**WHAT THE TASK ASKS**
Filter these entries, keeping only lines that hold the word "clicks".

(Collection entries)
>>>>>

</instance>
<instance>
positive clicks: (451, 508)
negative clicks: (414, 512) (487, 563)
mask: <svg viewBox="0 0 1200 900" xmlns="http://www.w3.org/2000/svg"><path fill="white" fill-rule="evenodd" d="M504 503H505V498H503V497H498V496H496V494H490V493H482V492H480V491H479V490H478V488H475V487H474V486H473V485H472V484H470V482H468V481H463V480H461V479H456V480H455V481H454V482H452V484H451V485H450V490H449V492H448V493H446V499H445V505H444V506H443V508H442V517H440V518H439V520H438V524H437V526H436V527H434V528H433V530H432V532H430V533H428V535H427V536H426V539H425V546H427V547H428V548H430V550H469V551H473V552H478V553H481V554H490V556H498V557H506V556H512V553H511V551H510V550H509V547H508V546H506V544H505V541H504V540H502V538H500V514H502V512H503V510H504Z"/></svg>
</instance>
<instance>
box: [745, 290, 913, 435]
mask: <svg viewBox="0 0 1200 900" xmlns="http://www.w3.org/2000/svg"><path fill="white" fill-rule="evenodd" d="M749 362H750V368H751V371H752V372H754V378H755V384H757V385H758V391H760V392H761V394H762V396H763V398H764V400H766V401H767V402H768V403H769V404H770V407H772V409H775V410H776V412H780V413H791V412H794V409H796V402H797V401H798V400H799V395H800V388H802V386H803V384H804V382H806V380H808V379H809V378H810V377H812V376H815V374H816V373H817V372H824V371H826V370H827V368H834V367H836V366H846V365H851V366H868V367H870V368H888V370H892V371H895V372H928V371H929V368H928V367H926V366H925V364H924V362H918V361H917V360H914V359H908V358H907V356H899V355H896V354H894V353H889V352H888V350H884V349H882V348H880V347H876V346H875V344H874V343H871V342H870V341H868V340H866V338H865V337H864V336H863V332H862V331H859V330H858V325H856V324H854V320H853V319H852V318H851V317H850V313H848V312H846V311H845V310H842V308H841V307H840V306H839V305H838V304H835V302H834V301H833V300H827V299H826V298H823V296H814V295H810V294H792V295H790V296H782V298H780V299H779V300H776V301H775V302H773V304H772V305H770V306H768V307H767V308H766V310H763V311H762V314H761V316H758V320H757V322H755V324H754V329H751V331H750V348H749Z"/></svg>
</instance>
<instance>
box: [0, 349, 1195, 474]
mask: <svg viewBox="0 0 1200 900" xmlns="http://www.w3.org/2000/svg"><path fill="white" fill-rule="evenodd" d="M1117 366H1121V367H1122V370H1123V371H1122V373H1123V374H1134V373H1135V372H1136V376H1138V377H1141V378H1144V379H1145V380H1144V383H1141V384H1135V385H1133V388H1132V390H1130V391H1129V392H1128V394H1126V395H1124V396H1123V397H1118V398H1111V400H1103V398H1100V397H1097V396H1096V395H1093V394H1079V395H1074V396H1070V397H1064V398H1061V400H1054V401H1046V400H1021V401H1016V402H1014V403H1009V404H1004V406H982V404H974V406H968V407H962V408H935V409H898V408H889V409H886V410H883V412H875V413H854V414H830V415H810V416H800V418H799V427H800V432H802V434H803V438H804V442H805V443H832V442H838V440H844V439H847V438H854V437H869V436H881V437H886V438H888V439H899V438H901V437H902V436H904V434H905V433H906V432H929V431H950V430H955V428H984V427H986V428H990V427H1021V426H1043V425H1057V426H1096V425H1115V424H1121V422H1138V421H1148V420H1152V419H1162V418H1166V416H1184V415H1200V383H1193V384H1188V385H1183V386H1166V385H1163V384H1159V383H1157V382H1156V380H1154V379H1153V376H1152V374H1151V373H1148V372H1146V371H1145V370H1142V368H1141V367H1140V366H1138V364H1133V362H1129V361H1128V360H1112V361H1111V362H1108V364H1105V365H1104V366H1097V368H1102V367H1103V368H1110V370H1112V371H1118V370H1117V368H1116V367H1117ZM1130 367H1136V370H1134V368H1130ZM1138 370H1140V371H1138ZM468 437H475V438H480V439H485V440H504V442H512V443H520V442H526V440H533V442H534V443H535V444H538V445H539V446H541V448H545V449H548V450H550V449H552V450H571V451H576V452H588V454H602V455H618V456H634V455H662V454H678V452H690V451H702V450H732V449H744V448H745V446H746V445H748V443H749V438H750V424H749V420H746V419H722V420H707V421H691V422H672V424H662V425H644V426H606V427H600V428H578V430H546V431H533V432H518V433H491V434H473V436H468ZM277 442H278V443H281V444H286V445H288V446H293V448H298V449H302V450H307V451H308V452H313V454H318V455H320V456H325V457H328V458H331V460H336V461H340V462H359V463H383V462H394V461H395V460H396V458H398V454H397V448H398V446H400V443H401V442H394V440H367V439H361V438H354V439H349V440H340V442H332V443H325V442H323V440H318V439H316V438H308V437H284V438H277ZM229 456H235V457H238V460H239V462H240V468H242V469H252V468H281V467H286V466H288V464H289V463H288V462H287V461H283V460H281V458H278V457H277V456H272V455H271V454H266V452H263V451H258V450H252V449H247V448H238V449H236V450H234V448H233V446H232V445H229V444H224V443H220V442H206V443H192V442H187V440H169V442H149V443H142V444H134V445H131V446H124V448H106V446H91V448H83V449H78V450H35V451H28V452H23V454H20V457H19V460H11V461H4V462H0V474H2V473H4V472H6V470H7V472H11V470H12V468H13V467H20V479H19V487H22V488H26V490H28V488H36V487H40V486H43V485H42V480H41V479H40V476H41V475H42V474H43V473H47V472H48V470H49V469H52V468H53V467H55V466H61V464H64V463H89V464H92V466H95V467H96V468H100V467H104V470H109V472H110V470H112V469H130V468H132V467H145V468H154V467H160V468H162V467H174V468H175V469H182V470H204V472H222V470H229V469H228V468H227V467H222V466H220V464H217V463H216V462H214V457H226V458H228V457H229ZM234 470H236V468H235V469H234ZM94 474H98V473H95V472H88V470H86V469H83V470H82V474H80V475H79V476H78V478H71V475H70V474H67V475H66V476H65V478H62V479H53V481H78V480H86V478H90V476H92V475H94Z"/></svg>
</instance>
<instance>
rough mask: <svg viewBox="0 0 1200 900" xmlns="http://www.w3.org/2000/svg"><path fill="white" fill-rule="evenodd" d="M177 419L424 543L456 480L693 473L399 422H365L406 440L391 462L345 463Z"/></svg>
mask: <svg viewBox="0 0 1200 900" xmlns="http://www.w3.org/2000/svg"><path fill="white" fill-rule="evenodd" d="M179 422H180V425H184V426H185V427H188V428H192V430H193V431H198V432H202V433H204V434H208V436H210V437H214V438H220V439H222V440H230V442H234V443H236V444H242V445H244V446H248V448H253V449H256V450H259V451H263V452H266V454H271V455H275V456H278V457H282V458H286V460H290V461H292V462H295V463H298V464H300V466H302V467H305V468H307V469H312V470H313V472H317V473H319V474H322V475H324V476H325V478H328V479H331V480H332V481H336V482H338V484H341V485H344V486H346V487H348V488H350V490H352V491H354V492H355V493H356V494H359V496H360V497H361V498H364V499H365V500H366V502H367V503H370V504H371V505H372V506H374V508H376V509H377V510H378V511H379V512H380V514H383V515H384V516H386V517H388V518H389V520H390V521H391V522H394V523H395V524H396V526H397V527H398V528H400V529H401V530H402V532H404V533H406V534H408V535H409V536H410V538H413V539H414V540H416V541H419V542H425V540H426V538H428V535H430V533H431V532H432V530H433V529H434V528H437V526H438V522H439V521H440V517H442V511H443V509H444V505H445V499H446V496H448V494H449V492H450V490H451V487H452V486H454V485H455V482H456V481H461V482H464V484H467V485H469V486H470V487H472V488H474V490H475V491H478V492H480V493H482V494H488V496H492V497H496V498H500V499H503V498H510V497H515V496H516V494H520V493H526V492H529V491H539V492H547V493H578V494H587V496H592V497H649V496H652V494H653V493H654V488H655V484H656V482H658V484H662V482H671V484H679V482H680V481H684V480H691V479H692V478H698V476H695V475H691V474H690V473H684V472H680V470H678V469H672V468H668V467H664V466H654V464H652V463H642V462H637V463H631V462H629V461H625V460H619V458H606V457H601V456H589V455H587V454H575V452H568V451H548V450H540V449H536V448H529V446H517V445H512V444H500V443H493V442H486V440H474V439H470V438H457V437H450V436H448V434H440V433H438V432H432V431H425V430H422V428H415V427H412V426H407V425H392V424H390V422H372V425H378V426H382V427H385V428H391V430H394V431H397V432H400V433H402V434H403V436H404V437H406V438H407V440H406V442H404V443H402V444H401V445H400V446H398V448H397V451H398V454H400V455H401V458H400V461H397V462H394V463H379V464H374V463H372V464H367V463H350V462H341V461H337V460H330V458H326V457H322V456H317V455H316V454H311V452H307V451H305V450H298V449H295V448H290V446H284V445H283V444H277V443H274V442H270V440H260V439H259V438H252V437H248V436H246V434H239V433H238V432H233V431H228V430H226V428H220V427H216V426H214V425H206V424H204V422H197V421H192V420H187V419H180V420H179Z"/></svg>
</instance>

<<<<<

**REPLY**
positive clicks: (451, 508)
negative clicks: (414, 512) (487, 563)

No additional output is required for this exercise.